EXERCISE BRIEF:
Rewrite the lines from the one containing "point: ceiling fan light" through the end of the records, swapping in "cushion" wherever "throw pillow" appears and keeping everything else the same.

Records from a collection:
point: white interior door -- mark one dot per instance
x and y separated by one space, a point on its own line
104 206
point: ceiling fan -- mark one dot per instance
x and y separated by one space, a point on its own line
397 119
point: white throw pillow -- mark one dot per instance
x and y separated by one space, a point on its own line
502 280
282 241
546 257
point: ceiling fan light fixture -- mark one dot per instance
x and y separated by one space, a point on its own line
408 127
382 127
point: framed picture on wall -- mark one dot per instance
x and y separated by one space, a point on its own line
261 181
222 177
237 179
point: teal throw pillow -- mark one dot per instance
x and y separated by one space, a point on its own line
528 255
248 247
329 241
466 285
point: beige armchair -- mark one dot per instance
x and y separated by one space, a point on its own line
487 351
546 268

REPLY:
point: ceiling fan light fixture -- mark one dot per instance
x and y separated by one space, a point on its own line
408 127
382 127
point: framed picture on wall -- mark one dot per instance
x and y separated by one space, a point on its own line
261 181
222 177
237 179
point: teal cushion -- mark one dot per instance
x and y separated by one space, a point on its own line
528 255
248 247
329 241
466 285
point: beige armchair -- mark one dot per instance
x and y separated by one space, a point on its own line
487 351
546 268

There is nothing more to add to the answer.